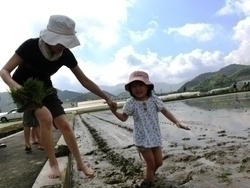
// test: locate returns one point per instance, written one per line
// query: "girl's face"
(139, 90)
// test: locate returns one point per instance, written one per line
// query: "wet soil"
(215, 153)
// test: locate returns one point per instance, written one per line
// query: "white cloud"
(199, 31)
(235, 6)
(242, 35)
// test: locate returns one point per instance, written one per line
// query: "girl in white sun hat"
(40, 58)
(144, 106)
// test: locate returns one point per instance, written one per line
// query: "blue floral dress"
(147, 131)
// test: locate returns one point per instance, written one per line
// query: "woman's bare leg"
(45, 120)
(63, 125)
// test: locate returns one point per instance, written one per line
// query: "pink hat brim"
(145, 81)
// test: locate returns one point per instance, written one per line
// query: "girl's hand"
(16, 86)
(112, 105)
(181, 126)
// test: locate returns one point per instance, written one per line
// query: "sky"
(172, 40)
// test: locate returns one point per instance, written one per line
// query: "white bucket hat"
(60, 30)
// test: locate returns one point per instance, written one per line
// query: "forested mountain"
(225, 77)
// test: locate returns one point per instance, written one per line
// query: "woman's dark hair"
(149, 92)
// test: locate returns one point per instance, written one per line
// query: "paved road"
(18, 169)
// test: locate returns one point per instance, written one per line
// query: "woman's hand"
(112, 105)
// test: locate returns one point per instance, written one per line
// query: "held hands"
(181, 126)
(112, 105)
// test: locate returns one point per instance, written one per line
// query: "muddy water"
(215, 153)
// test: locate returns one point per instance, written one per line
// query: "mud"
(215, 153)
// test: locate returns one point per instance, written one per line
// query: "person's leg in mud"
(35, 135)
(27, 121)
(3, 145)
(45, 120)
(26, 132)
(148, 156)
(63, 125)
(157, 152)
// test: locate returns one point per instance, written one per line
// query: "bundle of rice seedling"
(30, 96)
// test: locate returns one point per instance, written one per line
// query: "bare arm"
(172, 118)
(91, 86)
(13, 62)
(121, 116)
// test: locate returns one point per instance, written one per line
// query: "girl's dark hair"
(149, 92)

:::

## Objectif de l'exercice
Relevez chaque ligne qui contient le mot « bare ».

## Réponse correcte
// query: "woman's bare leg"
// query: "bare arm"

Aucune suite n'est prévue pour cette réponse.